INSTRUCTIONS TO FOLLOW
Return verbatim the lines of the data below, starting with the line that contains "Please trace the outline of every instance of the brown" and going on through the line that contains "58], [194, 58]]", including both of those lines.

(Records)
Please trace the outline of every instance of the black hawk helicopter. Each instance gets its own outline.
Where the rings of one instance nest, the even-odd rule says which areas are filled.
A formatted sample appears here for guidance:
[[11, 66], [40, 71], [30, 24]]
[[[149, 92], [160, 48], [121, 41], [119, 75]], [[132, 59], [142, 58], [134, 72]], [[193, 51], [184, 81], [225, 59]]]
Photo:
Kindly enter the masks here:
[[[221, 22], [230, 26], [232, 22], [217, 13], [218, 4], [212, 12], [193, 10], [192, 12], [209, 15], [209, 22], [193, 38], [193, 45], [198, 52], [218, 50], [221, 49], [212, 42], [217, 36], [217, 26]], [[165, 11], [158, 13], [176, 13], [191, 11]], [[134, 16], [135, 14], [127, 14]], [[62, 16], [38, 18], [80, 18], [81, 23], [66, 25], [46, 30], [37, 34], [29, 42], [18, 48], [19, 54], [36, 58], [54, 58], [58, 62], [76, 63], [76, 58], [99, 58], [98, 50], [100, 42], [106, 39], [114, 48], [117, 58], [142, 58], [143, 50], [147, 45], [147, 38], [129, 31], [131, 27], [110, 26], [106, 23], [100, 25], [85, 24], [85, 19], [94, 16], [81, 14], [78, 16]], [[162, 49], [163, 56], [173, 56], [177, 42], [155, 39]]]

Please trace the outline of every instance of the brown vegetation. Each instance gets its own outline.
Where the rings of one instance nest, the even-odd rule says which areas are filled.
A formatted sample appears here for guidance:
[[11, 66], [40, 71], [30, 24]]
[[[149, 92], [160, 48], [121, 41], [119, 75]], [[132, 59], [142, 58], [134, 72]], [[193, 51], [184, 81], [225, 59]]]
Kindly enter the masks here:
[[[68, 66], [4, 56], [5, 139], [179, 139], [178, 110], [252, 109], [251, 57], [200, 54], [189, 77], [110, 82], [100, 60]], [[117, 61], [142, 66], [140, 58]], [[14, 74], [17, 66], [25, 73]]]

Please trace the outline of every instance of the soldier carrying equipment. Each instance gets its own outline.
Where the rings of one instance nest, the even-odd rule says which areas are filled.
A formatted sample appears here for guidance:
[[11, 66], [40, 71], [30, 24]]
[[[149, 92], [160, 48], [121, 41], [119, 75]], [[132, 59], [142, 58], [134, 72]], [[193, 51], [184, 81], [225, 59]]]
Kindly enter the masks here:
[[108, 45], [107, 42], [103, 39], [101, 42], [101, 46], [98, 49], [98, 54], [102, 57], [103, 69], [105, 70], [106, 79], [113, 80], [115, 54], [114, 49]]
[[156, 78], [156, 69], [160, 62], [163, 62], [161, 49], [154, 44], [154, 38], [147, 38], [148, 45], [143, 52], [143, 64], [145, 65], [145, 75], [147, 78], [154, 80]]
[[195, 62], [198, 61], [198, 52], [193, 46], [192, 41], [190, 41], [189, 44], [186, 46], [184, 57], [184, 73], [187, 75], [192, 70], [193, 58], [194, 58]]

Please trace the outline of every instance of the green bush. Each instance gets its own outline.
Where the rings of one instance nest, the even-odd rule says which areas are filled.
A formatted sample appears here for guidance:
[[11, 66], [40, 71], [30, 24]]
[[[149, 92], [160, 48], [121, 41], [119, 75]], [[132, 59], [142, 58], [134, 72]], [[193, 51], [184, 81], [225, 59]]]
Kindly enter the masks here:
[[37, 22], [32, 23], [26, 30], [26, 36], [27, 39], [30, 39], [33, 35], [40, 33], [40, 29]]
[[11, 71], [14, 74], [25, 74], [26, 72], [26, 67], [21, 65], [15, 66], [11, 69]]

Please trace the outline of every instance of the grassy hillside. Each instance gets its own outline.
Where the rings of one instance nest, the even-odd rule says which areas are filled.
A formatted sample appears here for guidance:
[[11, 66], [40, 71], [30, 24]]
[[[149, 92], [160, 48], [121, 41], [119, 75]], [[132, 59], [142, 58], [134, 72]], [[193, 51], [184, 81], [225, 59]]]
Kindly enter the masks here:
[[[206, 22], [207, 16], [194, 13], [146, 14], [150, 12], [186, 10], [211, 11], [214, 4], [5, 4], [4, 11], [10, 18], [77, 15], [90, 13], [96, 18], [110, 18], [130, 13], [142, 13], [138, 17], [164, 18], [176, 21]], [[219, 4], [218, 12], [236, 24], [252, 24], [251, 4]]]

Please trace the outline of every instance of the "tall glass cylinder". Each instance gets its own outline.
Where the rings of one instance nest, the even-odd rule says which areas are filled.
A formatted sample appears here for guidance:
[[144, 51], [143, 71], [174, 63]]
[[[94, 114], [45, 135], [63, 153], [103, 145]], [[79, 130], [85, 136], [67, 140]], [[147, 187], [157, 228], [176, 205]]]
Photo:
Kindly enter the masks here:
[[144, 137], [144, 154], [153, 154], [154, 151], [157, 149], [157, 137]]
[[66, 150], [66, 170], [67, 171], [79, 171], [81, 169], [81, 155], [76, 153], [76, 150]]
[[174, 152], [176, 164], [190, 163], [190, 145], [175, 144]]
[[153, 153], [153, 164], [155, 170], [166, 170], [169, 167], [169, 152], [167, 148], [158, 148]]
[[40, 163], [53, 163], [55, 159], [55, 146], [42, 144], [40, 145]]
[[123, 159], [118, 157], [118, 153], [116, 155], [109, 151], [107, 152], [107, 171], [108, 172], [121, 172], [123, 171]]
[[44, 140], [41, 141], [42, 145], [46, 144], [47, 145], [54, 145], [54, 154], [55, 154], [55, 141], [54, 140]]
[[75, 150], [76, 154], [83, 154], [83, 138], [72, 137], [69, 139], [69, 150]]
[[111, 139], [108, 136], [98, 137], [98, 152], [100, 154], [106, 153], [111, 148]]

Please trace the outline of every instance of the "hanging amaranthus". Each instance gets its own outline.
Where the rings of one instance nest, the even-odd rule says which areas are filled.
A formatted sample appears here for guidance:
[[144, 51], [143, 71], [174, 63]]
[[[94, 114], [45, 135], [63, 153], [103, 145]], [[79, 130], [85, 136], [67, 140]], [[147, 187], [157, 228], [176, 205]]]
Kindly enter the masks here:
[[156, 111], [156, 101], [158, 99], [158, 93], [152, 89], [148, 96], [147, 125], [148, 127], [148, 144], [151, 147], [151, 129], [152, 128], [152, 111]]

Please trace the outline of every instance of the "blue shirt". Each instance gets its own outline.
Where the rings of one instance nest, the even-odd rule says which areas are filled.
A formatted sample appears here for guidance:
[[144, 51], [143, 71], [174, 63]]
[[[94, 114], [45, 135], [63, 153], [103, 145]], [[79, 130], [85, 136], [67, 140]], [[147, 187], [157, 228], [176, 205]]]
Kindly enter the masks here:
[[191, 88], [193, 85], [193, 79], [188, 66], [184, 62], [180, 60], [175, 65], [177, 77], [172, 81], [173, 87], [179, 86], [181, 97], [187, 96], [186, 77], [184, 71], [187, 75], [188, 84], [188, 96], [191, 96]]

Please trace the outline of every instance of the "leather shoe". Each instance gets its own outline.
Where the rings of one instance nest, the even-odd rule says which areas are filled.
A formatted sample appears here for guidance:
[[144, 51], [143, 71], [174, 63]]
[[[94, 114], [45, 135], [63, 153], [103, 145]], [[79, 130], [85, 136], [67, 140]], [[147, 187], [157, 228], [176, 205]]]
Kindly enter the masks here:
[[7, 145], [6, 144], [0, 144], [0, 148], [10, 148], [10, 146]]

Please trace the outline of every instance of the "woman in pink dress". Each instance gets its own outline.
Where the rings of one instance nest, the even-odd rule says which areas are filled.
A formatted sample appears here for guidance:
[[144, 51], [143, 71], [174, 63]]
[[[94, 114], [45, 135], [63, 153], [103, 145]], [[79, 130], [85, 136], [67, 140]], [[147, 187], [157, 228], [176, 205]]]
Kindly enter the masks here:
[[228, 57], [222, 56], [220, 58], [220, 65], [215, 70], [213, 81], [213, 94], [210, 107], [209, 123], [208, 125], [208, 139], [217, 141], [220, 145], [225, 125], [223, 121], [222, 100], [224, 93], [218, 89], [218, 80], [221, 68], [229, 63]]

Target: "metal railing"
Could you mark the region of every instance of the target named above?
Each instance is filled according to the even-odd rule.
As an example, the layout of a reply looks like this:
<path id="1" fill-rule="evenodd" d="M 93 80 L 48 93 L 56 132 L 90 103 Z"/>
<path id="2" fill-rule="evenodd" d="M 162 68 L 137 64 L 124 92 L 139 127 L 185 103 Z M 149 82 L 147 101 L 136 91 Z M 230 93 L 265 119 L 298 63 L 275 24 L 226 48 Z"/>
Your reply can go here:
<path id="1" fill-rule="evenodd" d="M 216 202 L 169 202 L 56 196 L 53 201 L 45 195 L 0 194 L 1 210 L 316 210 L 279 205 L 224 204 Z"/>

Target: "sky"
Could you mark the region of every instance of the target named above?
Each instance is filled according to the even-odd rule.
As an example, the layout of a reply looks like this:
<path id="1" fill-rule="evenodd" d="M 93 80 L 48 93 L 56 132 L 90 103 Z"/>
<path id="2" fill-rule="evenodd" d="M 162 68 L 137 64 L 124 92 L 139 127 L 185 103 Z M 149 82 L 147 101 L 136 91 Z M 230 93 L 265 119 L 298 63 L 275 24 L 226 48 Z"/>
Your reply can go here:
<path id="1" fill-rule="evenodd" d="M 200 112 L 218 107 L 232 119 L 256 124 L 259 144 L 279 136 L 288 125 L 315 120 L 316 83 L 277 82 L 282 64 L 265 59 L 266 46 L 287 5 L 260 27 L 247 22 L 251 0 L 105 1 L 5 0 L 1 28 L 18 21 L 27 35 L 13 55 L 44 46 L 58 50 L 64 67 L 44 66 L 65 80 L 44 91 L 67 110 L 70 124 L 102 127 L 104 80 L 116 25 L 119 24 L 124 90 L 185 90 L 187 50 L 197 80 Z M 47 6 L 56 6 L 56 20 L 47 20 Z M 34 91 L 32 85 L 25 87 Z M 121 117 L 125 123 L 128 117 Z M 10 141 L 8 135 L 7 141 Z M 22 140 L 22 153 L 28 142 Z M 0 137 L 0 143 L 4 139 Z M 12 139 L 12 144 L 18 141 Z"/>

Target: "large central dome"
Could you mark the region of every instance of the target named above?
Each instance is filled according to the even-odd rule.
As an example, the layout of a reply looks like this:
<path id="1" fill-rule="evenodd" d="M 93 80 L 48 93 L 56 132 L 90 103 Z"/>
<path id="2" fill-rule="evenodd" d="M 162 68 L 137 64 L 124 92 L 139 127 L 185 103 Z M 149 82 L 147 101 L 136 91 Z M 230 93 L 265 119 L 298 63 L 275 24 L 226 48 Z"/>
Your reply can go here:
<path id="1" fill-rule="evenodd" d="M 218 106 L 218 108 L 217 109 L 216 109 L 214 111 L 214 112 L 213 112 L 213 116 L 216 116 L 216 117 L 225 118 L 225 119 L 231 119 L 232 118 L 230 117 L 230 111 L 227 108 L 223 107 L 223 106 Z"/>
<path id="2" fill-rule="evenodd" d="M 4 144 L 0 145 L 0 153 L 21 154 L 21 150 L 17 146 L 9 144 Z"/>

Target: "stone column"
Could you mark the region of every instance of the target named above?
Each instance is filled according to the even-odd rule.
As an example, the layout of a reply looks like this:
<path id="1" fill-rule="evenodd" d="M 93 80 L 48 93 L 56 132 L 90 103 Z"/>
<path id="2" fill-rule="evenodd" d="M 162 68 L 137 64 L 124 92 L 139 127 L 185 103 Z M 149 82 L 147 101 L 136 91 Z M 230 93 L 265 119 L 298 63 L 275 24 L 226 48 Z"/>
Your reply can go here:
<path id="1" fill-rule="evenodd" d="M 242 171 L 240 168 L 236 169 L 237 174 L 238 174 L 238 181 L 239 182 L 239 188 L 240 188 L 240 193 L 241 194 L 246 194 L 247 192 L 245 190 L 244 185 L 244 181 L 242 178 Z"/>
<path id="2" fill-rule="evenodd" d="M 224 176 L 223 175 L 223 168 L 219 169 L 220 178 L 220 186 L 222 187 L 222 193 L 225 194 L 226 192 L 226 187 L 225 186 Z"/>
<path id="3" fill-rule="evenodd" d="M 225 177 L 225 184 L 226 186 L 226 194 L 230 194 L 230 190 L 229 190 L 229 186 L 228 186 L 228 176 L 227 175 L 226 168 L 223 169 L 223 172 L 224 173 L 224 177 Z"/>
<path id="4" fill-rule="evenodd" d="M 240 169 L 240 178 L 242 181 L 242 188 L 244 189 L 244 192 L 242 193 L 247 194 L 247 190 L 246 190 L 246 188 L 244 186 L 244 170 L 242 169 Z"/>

TASK OUTPUT
Please trace the outline of every instance of the brown vegetation. Each instance gets its own outline.
Where the rings of one instance nest, the even-odd rule says which areas are filled.
A formatted sample appears here for guidance:
[[11, 66], [40, 71], [30, 24]]
[[[149, 92], [160, 48], [121, 41], [119, 75]], [[132, 59], [142, 58], [134, 72]], [[193, 51], [184, 81], [225, 59]]]
Kindly enter the masks here:
[[[68, 66], [4, 56], [5, 139], [179, 139], [178, 110], [252, 109], [251, 57], [200, 54], [189, 77], [110, 82], [100, 60]], [[117, 61], [142, 66], [140, 58]], [[14, 74], [17, 66], [25, 73]]]

Please trace the outline of every instance of the soldier carrying equipment. Each instance gets its own outline.
Where the rings of one instance nest, the even-odd rule says which areas are filled.
A formatted sample appears here for guidance:
[[11, 66], [40, 71], [30, 24]]
[[[149, 92], [160, 48], [121, 41], [119, 75]], [[132, 59], [142, 58], [134, 72]], [[193, 51], [184, 81], [225, 59]]]
Kindly enter the masks here:
[[108, 45], [107, 42], [103, 39], [101, 42], [101, 46], [98, 49], [98, 54], [102, 57], [103, 69], [105, 70], [106, 79], [113, 80], [115, 54], [114, 49]]
[[156, 78], [156, 69], [160, 62], [163, 62], [161, 49], [154, 44], [154, 38], [147, 38], [148, 45], [143, 52], [143, 64], [145, 65], [145, 75], [147, 78], [154, 80]]
[[195, 62], [198, 61], [198, 52], [193, 46], [192, 41], [190, 41], [189, 44], [186, 46], [184, 57], [184, 73], [187, 75], [192, 70], [193, 58], [194, 58]]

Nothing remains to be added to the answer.